§ Written problem
Can you output every line of the material below with no changes at all?

------------------------------

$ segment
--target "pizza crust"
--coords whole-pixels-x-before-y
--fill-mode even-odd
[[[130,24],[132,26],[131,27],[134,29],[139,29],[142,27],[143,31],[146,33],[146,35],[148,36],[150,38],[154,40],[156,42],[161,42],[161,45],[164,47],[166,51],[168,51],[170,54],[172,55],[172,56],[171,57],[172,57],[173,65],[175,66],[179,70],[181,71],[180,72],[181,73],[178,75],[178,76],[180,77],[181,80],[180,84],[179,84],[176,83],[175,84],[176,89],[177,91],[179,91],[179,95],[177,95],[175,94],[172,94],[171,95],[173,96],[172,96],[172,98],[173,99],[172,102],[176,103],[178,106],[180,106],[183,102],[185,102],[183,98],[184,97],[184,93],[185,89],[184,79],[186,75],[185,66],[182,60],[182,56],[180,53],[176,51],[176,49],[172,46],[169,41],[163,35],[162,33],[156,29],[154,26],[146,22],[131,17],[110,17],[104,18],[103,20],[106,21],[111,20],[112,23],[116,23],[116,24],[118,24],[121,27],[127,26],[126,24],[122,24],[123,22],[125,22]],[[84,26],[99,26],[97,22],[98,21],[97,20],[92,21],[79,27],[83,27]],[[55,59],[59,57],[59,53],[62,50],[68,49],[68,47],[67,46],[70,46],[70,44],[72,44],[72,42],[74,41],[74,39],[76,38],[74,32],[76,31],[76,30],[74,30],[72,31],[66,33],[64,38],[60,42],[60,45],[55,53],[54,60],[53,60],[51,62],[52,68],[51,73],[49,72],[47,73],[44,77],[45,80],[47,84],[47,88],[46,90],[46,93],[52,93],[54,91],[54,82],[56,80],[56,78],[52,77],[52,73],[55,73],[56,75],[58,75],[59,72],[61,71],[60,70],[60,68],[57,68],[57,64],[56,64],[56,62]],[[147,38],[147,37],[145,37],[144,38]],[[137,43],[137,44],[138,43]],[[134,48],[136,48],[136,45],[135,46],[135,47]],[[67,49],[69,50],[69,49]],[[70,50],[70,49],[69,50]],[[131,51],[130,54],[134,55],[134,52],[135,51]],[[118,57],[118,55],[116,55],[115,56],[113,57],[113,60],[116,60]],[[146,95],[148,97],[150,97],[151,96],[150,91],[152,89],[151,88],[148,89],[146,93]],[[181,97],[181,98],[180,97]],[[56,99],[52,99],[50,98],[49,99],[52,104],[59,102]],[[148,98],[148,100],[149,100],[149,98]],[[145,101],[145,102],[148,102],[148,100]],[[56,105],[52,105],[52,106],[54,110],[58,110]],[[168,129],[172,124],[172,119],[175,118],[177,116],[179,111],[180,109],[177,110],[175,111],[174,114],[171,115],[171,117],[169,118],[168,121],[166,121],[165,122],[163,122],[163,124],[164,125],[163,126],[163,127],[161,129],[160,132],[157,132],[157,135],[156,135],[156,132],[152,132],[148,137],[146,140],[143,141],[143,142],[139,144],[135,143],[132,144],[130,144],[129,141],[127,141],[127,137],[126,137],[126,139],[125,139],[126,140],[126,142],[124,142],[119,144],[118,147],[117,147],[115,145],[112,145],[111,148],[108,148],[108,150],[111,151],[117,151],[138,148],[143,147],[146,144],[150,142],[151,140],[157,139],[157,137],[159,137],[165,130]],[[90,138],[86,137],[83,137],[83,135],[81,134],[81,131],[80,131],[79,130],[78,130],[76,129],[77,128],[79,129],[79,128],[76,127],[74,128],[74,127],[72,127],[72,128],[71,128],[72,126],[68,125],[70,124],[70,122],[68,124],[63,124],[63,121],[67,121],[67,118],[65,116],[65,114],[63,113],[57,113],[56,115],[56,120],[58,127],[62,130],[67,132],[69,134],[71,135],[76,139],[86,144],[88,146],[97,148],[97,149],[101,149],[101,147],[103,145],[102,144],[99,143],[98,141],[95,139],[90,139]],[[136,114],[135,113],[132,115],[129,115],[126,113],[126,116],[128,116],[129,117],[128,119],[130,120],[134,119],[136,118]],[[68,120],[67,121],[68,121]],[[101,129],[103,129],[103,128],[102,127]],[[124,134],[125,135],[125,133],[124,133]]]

------------------------------

§ Expected answer
$ segment
--target "pizza crust"
--coords whole-pixels-x-before-y
--fill-mode even-odd
[[[130,24],[132,26],[131,27],[134,29],[139,29],[142,27],[143,31],[146,33],[146,35],[148,36],[150,38],[154,40],[156,42],[161,42],[161,45],[164,47],[166,51],[168,51],[170,54],[172,55],[172,56],[171,57],[172,57],[173,65],[175,66],[179,70],[181,71],[180,72],[181,73],[178,75],[178,76],[180,77],[181,80],[180,84],[179,84],[176,83],[175,84],[176,89],[177,91],[179,91],[179,95],[177,95],[175,94],[172,94],[171,95],[173,96],[172,96],[172,98],[173,99],[172,102],[176,103],[178,106],[180,106],[183,102],[185,102],[183,98],[184,97],[184,93],[185,89],[184,79],[186,75],[185,66],[182,60],[182,56],[180,53],[176,51],[176,49],[172,46],[169,41],[163,35],[162,33],[156,29],[154,26],[146,22],[131,17],[110,17],[104,18],[103,20],[106,21],[111,20],[112,23],[116,23],[116,24],[118,24],[121,27],[127,26],[126,24],[122,24],[123,22],[125,22]],[[84,26],[99,26],[97,22],[98,21],[97,20],[92,21],[79,27],[83,27]],[[55,59],[59,57],[59,53],[62,50],[68,49],[68,47],[67,46],[70,46],[70,44],[72,44],[72,42],[74,41],[74,39],[76,38],[74,32],[76,31],[76,30],[74,30],[72,31],[66,33],[64,38],[60,42],[60,45],[55,53],[54,60],[53,60],[51,62],[52,68],[51,73],[49,72],[47,73],[44,77],[45,80],[47,84],[47,88],[46,90],[46,93],[52,93],[54,91],[54,82],[56,80],[56,78],[52,77],[52,73],[55,73],[56,75],[58,75],[59,72],[61,71],[60,70],[60,68],[57,68],[57,64],[56,64],[56,62]],[[147,38],[147,37],[145,37],[144,38]],[[137,43],[137,44],[138,43]],[[134,48],[136,48],[136,45],[135,46],[135,47]],[[67,49],[69,50],[69,49]],[[70,50],[70,49],[69,50]],[[131,51],[130,54],[134,55],[134,52],[135,51]],[[118,57],[118,55],[116,55],[115,56],[113,57],[113,60],[116,60]],[[146,95],[148,97],[150,97],[151,96],[150,91],[152,89],[151,88],[148,89],[146,93]],[[181,97],[181,98],[180,97]],[[56,99],[52,99],[50,98],[49,99],[52,104],[59,102]],[[148,98],[148,100],[149,100],[149,98]],[[145,101],[145,102],[148,102],[148,100]],[[56,105],[52,105],[52,106],[54,110],[58,110]],[[168,129],[172,124],[172,119],[175,118],[177,116],[179,111],[180,109],[177,110],[175,111],[174,114],[171,115],[171,117],[169,118],[168,121],[166,121],[165,122],[163,122],[163,124],[164,125],[163,126],[163,127],[161,129],[160,132],[157,132],[157,135],[156,135],[156,132],[152,132],[148,137],[146,140],[143,141],[143,142],[139,144],[135,143],[132,144],[130,144],[129,141],[127,141],[127,137],[126,137],[126,139],[125,139],[126,140],[126,142],[124,142],[119,144],[118,147],[117,147],[115,145],[112,145],[111,148],[108,148],[108,150],[111,151],[117,151],[138,148],[143,147],[146,144],[150,142],[151,140],[157,139],[157,137],[159,137],[165,130]],[[90,138],[86,137],[83,137],[83,135],[81,134],[81,131],[80,131],[79,130],[78,130],[76,129],[77,128],[79,129],[79,128],[76,127],[74,128],[74,127],[72,127],[72,128],[71,128],[72,126],[68,125],[70,124],[70,122],[68,124],[63,124],[63,121],[67,121],[67,118],[65,116],[65,114],[63,113],[57,113],[56,115],[56,120],[58,127],[62,130],[67,132],[69,134],[71,135],[76,139],[86,144],[88,146],[97,148],[97,149],[101,149],[101,147],[103,145],[102,144],[99,143],[98,141],[95,139],[90,139]],[[136,114],[135,113],[132,115],[129,115],[126,113],[126,116],[128,116],[129,117],[128,119],[130,120],[134,119],[136,118]],[[68,120],[67,121],[68,121]],[[101,129],[103,129],[103,128],[102,127]],[[124,134],[125,135],[125,133],[124,133]]]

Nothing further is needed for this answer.